Текст очерка:
┌──

Петр Проскурин: «Право на многомерность»

Владимир Черкасов| опубликовано в номере №1388, март 1985
  • В закладки
  • Вставить в блог

Литературные уроки

Вызолоченное солнцем майское утро в Подмосковье. Меж утопающих в свежей зелени садовых участков иду к даче писателя Петра Проскурина. Она на самом краю поселка, над оврагом. Раскидистые ивы, ракиты, высокие молодые березы на склонах. В просветах деревьев видится недалекая дорога, за ней поле и там, дальше, раздолье настоящего леса.

Лохматый пес лает и бежит к калитке. Петр Лукич выходит на садовую дорожку в спортивной куртке, на ногах резиновые сапоги.

Мы идем старым яблоневым садом, поднимаемся на просторное, треснувшее от времени крыльцо. Сюда солнечные лучи льются привольно, воздух светел и тих...

— Литература — дело очень серьезное и опасное, даже коварное, — говорит Проскурин. — Любые прогнозы могут не сбыться. Я согласен с Леонидом Леоновым, как-то сказавшим: «Писателями становятся после смерти, ведь вместе с писателем как бы закапывают в землю и его книги. А вот если они прорастут из могилы, из самой земли — писатель состоялся».

└──

Задания:
[a] Перепишите из очерка о Петре Проскурине без изменений отрывок от «Владимир Черкасов| опубликовано» до «светел и тих...» включительно.
[b] Ответьте на вопросы по очерку о Петре Проскурине:
(i) В каком месяце происходит описанное утро?
(ii) Где расположена дача писателя?
(iii) С каким писателем, по его словам, согласен Проскурин?
[c] Переведите на английский язык предложение из очерка о Петре Проскурине: «Лохматый пес лает и бежит к калитке.»

Записанные сведения:
┌──

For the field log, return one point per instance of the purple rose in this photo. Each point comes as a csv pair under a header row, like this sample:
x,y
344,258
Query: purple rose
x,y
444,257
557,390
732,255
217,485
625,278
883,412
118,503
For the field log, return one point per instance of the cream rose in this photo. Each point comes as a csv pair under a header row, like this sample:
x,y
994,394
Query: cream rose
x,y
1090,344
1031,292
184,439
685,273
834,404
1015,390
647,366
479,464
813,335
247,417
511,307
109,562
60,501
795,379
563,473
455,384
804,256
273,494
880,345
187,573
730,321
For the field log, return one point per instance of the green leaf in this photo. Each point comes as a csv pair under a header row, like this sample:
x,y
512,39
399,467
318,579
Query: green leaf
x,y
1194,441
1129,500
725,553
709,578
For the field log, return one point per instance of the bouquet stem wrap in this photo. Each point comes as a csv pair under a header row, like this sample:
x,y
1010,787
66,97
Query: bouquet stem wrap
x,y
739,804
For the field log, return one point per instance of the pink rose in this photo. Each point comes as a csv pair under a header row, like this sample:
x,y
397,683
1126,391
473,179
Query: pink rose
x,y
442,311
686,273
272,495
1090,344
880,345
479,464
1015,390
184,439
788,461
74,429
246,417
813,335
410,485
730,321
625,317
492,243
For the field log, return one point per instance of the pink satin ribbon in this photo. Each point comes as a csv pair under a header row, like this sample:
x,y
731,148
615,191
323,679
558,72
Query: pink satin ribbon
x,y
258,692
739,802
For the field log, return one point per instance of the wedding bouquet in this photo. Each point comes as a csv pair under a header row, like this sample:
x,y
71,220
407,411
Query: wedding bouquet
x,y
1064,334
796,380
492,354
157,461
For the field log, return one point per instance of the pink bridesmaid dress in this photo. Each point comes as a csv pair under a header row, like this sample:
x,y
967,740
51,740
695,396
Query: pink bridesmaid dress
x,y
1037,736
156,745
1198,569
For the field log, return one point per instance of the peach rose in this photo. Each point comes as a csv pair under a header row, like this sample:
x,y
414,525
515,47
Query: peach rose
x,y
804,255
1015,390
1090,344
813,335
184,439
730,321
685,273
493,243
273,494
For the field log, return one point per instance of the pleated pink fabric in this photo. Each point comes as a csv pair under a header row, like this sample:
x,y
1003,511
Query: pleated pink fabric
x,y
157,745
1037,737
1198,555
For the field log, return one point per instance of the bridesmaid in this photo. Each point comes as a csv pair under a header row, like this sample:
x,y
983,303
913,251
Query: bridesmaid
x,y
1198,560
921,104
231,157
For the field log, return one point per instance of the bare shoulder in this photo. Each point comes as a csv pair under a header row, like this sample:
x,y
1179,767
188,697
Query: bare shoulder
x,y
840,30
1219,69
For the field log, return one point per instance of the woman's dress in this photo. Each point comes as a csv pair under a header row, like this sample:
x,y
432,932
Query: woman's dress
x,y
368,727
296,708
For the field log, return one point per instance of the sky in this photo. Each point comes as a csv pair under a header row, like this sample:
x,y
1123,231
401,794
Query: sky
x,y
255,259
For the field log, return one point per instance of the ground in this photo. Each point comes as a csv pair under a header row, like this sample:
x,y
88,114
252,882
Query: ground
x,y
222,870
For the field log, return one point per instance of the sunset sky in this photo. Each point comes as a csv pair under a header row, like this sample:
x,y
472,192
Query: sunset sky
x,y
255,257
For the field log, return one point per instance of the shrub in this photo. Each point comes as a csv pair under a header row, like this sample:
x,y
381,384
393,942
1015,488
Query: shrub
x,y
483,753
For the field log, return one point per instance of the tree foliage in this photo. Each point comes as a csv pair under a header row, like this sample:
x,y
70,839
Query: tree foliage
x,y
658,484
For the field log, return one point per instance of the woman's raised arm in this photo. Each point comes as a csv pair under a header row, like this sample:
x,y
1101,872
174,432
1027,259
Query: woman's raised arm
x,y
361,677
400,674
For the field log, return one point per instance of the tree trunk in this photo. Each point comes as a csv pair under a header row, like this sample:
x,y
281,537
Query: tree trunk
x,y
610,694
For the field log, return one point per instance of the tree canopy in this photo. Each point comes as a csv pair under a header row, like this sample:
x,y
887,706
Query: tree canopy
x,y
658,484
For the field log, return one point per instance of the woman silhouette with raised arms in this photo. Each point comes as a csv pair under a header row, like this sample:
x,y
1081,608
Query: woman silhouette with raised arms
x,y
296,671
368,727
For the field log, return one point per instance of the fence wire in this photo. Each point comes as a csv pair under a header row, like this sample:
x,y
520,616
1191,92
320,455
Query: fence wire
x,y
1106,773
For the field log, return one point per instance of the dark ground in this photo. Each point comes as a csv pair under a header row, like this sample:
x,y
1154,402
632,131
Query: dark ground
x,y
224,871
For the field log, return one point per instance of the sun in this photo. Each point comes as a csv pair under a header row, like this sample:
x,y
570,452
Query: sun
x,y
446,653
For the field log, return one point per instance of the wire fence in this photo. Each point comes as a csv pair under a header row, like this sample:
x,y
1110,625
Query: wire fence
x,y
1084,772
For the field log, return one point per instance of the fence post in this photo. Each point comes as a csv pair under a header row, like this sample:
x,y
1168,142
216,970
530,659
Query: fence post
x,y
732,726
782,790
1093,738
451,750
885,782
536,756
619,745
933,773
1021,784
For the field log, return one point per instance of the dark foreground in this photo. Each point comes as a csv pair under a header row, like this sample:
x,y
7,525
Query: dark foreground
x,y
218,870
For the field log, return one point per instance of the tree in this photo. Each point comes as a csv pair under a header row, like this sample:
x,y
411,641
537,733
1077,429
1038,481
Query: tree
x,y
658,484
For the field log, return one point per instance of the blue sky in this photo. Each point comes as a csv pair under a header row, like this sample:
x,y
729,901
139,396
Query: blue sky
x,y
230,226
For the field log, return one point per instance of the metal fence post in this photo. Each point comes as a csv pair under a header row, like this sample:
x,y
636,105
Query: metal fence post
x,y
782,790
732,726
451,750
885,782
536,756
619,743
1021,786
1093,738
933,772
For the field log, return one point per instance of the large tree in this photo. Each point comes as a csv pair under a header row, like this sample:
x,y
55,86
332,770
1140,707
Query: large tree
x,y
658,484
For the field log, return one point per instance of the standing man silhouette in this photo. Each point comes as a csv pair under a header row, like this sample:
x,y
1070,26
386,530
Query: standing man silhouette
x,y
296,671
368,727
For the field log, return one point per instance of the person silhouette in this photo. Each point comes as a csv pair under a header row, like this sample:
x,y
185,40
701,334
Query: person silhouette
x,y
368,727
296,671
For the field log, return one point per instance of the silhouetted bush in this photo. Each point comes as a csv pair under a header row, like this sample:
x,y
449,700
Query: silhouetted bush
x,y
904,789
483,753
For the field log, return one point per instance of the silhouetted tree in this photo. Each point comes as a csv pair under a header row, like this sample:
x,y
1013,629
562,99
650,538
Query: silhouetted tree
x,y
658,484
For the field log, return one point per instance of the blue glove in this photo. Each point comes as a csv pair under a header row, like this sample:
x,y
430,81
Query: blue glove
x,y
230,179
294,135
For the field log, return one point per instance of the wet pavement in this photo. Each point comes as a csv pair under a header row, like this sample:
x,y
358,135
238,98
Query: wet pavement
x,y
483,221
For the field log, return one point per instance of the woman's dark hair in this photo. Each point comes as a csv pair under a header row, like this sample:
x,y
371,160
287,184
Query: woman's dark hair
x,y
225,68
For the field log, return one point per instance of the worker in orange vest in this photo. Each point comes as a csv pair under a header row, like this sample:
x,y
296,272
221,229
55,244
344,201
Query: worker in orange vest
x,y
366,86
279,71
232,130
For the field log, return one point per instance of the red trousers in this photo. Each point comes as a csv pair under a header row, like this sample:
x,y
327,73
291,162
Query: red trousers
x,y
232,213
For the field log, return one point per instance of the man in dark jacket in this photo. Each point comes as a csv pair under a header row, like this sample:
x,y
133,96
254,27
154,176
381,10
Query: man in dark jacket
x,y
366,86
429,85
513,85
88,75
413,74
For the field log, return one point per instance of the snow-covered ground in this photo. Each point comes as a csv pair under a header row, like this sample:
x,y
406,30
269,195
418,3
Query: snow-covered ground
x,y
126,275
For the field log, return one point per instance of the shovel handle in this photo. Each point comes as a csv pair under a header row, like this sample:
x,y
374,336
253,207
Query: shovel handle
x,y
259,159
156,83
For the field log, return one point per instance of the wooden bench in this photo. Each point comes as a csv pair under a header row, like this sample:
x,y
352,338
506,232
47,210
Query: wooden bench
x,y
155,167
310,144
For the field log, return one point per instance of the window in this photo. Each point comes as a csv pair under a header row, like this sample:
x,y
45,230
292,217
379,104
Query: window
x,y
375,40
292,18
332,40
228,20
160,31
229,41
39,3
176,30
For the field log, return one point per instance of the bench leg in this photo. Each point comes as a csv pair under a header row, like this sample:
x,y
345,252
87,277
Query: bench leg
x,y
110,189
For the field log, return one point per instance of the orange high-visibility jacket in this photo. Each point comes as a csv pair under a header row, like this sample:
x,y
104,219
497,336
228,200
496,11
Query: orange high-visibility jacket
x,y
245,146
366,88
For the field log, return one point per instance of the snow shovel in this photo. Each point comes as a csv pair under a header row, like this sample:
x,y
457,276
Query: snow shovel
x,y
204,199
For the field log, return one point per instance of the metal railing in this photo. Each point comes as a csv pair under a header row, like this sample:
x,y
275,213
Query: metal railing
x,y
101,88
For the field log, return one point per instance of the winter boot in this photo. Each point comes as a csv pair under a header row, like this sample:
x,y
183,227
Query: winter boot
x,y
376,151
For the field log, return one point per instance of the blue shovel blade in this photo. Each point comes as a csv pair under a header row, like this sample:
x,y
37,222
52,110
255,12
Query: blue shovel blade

└──

Ответы:
[a]
Владимир Черкасов| опубликовано в номере №1388, март 1985
  • В закладки
  • Вставить в блог

Литературные уроки

Вызолоченное солнцем майское утро в Подмосковье. Меж утопающих в свежей зелени садовых участков иду к даче писателя Петра Проскурина. Она на самом краю поселка, над оврагом. Раскидистые ивы, ракиты, высокие молодые березы на склонах. В просветах деревьев видится недалекая дорога, за ней поле и там, дальше, раздолье настоящего леса.

Лохматый пес лает и бежит к калитке. Петр Лукич выходит на садовую дорожку в спортивной куртке, на ногах резиновые сапоги.

Мы идем старым яблоневым садом, поднимаемся на просторное, треснувшее от времени крыльцо. Сюда солнечные лучи льются привольно, воздух светел и тих...

[b]
(i) В мае.
(ii) На самом краю поселка, над оврагом.
(iii) С Леонидом Леоновым.

[c] A shaggy dog barks and runs to the gate.